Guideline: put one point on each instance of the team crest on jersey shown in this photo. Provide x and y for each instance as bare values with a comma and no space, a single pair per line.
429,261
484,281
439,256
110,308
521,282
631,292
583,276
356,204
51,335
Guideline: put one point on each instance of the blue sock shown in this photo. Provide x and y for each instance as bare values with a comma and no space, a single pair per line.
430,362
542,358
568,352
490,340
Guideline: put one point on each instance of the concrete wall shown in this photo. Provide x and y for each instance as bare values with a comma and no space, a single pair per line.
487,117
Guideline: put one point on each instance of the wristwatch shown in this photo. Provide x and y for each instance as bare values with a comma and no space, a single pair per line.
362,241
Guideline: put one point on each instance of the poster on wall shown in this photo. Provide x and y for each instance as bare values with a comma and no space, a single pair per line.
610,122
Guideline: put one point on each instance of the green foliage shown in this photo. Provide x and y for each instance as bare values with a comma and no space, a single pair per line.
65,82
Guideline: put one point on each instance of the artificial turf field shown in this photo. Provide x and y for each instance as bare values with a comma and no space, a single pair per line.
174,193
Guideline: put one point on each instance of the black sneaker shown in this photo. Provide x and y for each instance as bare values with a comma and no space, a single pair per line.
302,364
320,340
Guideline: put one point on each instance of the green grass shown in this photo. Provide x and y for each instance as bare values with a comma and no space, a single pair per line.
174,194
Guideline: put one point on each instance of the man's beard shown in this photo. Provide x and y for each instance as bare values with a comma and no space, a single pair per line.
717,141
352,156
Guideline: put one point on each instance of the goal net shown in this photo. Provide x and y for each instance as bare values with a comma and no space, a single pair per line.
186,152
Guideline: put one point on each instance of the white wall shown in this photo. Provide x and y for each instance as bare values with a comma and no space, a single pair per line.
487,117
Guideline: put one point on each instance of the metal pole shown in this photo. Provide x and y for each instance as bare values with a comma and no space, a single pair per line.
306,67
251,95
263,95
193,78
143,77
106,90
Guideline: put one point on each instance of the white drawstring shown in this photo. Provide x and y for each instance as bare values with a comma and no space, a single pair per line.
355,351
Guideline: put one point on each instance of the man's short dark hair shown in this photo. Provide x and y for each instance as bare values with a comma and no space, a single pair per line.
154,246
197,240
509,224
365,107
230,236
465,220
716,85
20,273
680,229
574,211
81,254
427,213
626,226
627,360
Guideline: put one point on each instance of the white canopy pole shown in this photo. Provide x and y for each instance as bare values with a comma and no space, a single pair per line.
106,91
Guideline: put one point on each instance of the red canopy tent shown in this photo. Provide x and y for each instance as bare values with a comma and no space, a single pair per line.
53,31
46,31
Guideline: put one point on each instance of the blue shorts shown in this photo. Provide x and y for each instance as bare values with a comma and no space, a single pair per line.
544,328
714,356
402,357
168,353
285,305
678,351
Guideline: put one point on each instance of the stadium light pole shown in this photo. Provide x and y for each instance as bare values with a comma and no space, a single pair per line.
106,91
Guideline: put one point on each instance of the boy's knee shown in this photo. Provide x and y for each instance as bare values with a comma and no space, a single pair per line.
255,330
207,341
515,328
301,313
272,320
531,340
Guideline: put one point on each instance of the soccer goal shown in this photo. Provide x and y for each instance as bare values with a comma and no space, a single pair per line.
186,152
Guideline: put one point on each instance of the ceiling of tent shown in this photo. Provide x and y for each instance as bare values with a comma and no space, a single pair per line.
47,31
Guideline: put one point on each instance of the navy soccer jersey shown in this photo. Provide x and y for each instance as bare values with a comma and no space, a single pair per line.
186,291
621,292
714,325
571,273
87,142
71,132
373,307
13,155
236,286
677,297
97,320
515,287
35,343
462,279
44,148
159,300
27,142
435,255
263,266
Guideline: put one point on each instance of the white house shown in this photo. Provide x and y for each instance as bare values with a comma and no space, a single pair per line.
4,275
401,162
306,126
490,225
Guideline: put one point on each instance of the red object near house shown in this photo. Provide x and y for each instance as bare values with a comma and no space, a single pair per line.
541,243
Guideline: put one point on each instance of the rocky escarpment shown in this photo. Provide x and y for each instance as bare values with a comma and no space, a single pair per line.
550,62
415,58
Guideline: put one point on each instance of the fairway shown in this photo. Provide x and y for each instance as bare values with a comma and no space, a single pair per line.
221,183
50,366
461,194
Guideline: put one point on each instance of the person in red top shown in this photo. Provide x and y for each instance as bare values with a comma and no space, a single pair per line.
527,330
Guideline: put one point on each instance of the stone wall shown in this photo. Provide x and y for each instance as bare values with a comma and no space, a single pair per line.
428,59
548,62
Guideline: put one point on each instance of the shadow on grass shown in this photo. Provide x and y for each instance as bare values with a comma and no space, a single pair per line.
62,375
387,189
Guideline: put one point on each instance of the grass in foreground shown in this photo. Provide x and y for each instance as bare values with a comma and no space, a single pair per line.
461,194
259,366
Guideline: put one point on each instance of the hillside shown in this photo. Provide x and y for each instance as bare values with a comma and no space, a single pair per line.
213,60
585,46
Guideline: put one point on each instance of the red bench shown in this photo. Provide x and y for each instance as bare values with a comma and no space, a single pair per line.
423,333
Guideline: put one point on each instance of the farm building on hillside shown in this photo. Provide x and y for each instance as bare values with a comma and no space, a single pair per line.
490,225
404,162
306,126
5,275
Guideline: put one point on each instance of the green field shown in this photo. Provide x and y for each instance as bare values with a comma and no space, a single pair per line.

> _WHAT THE EXERCISE ASKS_
Starting with the line containing "Guideline: put one point on each instance of the red bench" and continuing through the end of the records above, write out every line again, including the lines without coordinates. Multiply each x and y coordinate in the answers by 2.5 and round it to a whole number, with halves rounded up.

> _RESPONSE TO THIS TASK_
Guideline: put one point on each instance of the red bench shown in this photo. Provide x and y for each instance as bare values with a comma and no space, a single pair per line.
1058,833
Guideline: put one point on each instance of the farm building on hillside shown in this photo. Provide x and y for each instance as bare values with a comma and no space, a single pair per line.
1225,563
1010,405
765,315
13,688
Guideline: put one point on each instance of the green field shown in this photo. Provide x and y for each instance as bare values with a comma and no space, a single pair per line.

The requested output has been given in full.